今回の作品も、落ち込んだら嫌だな・・・と思ったけれど、
脚本家が「ボヘミアンラプソディー」と同じ方だったので、
どんな風な内容になっているのかと思い、
観てみた。

本当に、凄く良かった。
ホイットニーのパフォーマンスの再現も素晴らしいし、
知らなかった真実も、きちんと描かれていた。
 ホイットニーの悲惨な出来事も描きつつ、
彼女にもあった幸せな瞬間も、
しっかりと描かれていた。
 ホイットニーのあの可愛い笑顔の裏には、
きちんと幸福もあったんだと、
そんな風に思える作品となっていた。
 
ボディガードを一度は断って、
ケビンコスナーだと聞いて、
すぐに翻してみたり、
とってもチャーミングだ。

時代が今のようで、
ロビンとの関係が円満に続いていたら、
どうだったのかな・・・
とか考えてしまうけど。
そういう意味では、
父親や兄弟にも恵まれず、
時代にも恵まれなかったのかな・・・
と思った。

 けれど、ホイットニーは自分の逆境を、
歌に込めてきた。
 彼女の壮絶な人生が、
彼女の才能の一部だったのだと、
そう納得させるしかないのかな。

 今聴いても、ホイットニーの歌声は、
身震いする。

練習問題 -
**A)** ホイットニーの映画の感想について、次の問いに答えてください。
(i) 脚本家は、どの作品と同じ人でしたか。
(ii) ボディガードの話を一度断ったあと、何を聞いてすぐに考えを変えましたか。
(iii) 今聴いても、ホイットニーの歌声はどうだと書かれていますか。
**B)** ホイットニーの映画の感想を、最後の文のあとから書き進めてください。
このあとの一覧は、ここでは使いません。

データ一覧 -
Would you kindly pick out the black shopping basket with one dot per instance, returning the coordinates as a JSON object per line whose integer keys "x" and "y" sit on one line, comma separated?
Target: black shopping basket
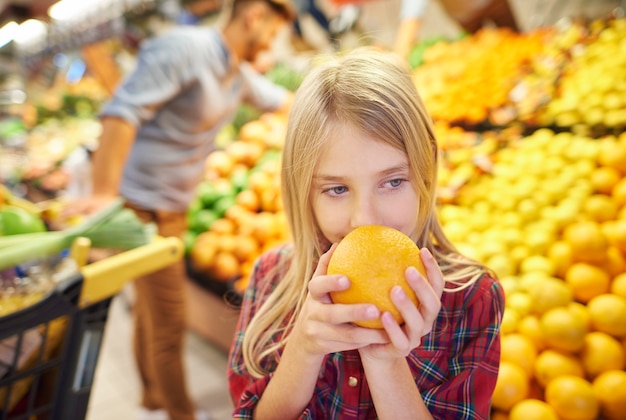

解答 -
**A)**
(i) 「ボヘミアンラプソディー」
(ii) ケビンコスナーだということ
(iii) 身震いする

**B)**
 
この才能のために、
失うものも多かったのかも知れないが、
彼女の苦しみや悲しみ・・
そのすべてを削ぎ落して、この歌声だけが
未来永劫、残っていけばいい。

主演を演じたナオミ・アッキー
歌声は、ほぼホイットニーのものらしいが、
まるで本人が歌っているような迫力があった。
(ナオミ・アッキー自身も歌はお上手みたいです)

【与えられた才能は、正しく使って】
お母さんから、ホイットニーの教えの言葉。

【(ドラッグは)神と歌うためのハシゴ】
これに対して、クライヴはこう返答します。

【それは違う。君は初めて会った時から、
ハシゴなしで、神と歌ってたよ】


ホイットニーが好きな人には、必見。
聴いた事がある人も、是非、
観て欲しい秀作だ。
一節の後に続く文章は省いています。